[START]

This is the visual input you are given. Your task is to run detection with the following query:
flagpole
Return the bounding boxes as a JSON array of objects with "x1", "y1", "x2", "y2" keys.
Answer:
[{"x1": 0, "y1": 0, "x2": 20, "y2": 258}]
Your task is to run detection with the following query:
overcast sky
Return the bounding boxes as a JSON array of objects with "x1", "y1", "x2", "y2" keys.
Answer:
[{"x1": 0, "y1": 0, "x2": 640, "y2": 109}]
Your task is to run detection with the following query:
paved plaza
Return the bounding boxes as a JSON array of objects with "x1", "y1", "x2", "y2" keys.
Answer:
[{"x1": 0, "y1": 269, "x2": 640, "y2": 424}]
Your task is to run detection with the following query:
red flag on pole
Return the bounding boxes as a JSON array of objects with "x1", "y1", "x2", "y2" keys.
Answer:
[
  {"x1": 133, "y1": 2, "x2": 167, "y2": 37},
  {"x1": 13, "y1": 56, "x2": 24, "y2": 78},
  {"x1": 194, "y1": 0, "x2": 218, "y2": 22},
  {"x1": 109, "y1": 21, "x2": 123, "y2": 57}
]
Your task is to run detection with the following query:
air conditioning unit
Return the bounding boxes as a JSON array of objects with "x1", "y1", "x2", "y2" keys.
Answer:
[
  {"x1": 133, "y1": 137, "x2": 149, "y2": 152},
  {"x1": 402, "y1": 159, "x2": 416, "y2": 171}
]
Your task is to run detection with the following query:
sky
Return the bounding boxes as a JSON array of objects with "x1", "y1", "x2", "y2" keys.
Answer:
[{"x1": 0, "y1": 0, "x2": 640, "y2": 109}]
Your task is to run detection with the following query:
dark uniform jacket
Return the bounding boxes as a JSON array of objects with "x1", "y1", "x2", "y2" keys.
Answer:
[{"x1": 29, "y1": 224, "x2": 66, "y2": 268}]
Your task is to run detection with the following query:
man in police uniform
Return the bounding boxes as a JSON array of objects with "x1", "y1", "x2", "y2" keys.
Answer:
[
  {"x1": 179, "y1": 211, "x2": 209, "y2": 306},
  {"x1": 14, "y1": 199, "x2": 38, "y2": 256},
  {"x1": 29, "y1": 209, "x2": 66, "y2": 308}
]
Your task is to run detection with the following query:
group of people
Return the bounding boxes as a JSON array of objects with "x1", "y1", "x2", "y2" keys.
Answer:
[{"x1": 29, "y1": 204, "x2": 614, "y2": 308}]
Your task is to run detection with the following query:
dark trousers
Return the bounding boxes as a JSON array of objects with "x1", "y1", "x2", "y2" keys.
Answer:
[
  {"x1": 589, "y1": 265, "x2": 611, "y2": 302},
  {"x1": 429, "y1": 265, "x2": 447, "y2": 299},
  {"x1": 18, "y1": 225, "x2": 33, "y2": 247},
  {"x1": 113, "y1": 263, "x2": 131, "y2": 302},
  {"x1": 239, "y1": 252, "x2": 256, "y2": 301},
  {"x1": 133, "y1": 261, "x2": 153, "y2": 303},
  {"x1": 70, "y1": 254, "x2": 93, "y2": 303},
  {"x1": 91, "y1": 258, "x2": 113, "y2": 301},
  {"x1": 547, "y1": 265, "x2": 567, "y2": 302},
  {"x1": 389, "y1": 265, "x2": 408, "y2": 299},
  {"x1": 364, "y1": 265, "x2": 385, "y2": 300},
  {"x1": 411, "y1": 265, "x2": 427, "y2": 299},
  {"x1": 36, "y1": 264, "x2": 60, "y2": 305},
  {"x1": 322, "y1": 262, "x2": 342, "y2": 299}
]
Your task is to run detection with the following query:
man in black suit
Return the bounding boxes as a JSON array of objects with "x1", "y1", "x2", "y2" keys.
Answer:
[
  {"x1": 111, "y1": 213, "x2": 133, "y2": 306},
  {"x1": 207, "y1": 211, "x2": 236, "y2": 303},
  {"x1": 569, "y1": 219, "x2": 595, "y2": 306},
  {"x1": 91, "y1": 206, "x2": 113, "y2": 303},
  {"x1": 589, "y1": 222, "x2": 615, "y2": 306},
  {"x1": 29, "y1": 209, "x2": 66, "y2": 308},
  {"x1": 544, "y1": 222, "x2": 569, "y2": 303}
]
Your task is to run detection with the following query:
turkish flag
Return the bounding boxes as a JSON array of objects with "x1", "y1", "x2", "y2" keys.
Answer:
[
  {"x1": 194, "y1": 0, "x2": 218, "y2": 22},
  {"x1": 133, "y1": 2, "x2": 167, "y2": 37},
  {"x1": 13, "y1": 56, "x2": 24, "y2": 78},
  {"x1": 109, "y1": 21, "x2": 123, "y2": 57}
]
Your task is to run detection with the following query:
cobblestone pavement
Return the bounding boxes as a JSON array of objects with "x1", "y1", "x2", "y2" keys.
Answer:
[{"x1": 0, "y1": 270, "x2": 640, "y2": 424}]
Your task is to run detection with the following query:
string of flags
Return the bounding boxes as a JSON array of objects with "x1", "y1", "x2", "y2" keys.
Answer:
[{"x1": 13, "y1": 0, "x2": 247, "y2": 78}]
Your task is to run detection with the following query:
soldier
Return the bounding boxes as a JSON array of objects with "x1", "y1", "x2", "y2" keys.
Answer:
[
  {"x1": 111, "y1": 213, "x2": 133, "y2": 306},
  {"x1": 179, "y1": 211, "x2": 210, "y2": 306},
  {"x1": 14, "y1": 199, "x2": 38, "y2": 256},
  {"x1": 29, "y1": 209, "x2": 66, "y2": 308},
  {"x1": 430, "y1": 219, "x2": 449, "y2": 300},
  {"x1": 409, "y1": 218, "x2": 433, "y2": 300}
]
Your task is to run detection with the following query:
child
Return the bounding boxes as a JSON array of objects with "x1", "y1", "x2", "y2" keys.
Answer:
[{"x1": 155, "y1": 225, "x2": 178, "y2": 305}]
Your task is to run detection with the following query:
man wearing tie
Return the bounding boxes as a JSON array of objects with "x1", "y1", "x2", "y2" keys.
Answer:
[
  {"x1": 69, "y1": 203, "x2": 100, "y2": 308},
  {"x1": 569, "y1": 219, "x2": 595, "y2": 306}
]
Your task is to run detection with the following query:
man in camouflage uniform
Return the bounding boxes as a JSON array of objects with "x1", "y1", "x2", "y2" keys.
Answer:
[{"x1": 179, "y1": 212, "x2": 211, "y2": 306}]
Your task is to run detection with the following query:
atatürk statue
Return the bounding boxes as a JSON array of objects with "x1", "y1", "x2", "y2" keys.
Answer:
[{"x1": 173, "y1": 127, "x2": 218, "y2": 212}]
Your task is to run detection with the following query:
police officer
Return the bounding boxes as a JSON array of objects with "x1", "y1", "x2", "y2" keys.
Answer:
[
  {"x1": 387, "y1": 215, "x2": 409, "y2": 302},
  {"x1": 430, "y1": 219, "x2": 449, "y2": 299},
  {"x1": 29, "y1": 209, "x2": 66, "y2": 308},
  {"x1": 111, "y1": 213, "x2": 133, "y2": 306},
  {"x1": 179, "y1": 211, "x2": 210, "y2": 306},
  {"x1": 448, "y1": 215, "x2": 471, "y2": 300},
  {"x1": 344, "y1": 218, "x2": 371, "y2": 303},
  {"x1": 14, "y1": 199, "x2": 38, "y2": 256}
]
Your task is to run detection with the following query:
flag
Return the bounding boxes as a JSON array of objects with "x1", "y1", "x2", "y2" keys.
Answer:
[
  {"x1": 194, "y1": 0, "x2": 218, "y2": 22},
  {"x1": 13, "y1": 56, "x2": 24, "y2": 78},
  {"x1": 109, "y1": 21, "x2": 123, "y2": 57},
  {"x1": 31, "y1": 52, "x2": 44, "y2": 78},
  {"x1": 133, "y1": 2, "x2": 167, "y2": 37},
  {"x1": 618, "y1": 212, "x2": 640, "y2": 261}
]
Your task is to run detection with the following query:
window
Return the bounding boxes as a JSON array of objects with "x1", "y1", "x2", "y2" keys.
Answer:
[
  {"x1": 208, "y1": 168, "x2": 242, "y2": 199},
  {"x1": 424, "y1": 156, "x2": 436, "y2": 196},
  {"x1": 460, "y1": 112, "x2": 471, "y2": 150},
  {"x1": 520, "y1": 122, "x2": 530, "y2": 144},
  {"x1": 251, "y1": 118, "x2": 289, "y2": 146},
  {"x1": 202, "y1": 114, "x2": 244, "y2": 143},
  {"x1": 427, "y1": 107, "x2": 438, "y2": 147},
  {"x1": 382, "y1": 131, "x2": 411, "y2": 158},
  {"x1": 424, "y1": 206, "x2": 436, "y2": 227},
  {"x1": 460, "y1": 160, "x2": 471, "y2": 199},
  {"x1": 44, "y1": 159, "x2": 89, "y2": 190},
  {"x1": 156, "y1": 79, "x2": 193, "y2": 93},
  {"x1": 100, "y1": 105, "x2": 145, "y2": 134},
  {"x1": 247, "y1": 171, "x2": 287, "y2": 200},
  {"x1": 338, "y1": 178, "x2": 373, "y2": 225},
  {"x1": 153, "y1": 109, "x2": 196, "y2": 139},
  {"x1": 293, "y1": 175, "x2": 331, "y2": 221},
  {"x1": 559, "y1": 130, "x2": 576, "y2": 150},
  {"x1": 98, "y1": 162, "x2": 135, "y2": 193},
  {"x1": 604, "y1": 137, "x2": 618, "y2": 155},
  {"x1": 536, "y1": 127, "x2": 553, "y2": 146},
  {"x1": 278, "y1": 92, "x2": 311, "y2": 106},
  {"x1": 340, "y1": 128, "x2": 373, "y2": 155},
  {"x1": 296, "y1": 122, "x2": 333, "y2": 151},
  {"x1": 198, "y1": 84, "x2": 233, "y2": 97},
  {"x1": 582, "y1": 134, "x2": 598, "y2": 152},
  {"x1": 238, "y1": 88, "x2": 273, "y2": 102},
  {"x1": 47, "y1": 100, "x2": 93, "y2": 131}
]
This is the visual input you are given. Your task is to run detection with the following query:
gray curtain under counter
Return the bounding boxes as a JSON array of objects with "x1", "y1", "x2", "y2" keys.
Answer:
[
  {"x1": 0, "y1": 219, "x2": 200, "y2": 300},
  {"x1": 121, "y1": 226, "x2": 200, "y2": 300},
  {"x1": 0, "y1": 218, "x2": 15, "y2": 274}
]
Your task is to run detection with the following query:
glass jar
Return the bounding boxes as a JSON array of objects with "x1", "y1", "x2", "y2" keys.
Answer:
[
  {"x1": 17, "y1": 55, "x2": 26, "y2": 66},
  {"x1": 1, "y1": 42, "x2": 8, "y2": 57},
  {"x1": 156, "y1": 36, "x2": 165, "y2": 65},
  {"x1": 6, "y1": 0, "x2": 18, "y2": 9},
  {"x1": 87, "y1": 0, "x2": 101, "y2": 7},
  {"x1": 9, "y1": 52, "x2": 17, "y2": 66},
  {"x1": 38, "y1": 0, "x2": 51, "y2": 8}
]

[END]

→ Challenge
Identify each line of the material above that contains the word "uniform", and copy every such line in full.

→ Complete response
dark uniform jacket
man in police uniform
man in camouflage uniform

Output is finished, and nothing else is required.